Dataset rows >>

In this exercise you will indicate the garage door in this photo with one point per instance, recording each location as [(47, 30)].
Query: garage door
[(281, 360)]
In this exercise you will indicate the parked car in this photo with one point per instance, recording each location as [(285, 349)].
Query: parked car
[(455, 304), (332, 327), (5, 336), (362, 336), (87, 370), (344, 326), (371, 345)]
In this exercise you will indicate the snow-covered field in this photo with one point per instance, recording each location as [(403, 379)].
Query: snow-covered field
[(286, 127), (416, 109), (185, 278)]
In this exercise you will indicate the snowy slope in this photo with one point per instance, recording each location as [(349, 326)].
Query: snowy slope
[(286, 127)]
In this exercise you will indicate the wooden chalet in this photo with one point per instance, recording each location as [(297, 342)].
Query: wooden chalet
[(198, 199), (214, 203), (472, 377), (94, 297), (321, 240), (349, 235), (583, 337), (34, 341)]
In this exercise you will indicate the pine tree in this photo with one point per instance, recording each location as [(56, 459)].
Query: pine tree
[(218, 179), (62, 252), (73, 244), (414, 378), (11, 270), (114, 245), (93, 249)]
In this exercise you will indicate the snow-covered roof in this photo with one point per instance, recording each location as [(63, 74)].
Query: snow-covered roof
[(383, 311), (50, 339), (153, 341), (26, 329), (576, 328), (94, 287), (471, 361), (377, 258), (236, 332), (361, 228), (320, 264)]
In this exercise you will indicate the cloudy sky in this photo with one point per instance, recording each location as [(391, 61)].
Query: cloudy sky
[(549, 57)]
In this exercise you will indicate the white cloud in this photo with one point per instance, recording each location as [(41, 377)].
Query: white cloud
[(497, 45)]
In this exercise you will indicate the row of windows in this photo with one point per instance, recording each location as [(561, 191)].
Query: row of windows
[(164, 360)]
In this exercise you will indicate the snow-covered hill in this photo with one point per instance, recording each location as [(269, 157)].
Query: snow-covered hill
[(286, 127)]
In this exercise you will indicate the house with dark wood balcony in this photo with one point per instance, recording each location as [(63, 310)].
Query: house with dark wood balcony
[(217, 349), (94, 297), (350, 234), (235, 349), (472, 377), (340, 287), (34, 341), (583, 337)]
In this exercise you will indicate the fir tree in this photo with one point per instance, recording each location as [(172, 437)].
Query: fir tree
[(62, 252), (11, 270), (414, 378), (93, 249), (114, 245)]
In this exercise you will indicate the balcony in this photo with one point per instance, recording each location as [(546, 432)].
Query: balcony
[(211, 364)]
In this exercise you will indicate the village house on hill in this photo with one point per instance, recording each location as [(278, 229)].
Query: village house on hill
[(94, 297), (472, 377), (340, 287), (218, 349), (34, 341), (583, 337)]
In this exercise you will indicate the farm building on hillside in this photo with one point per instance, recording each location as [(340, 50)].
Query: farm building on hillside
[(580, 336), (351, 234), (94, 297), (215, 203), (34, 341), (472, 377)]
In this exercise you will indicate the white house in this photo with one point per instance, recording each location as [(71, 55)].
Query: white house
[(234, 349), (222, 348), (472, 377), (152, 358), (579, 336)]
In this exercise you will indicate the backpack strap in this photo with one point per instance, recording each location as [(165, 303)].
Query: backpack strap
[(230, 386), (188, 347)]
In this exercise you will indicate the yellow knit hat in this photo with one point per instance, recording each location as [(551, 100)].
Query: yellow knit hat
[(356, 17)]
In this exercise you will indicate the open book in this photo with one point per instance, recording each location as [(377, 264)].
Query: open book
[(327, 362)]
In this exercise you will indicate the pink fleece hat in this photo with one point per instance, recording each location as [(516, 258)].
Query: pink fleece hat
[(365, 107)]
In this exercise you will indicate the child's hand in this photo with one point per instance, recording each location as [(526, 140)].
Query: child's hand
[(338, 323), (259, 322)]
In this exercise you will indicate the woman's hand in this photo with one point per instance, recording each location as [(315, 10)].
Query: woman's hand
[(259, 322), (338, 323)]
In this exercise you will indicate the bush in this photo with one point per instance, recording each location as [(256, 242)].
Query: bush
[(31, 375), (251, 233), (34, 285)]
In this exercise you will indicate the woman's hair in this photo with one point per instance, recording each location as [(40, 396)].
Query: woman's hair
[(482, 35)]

Task instructions >>
Copy out the items from the line that contains "In this exercise you will indicate the snow-covered roof" through the line that contains "287), (34, 341), (583, 337)]", keeping every line unchanged.

Task answer >>
In this exercise you will indicate the snow-covered roof in this photo with one point per instance, recording each location as [(63, 74)].
Query: snow-covered roof
[(383, 311), (50, 339), (153, 341), (26, 329), (576, 328), (94, 287), (471, 361), (377, 258), (236, 332), (361, 228), (320, 264)]
In this exercise you will indicate the cloudy sky in this photo with one point per instance, recording each location as [(391, 61)].
Query: cloudy sky
[(549, 57)]
In this exercise you will indicate the white cloud in this photo with one point per instance, recording each location as [(41, 377)].
Query: white cloud
[(497, 45)]
In this exercise you will indicate the row of windows in this photo with one point per instance, recording each location as [(561, 191)].
Query: row of windows
[(164, 360)]
In this exercise you will indicate the snow-covered hill in this photo with one point per instance, recording each location as [(269, 157)].
Query: snow-covered hill
[(286, 127)]
In this exercise you will indicate the house with dark wood balcony in this photo with one point per instance, recording each location as [(63, 310)].
Query: house with dark wood balcony
[(217, 349), (94, 297), (350, 234), (235, 349), (472, 377), (340, 287), (34, 341), (583, 337)]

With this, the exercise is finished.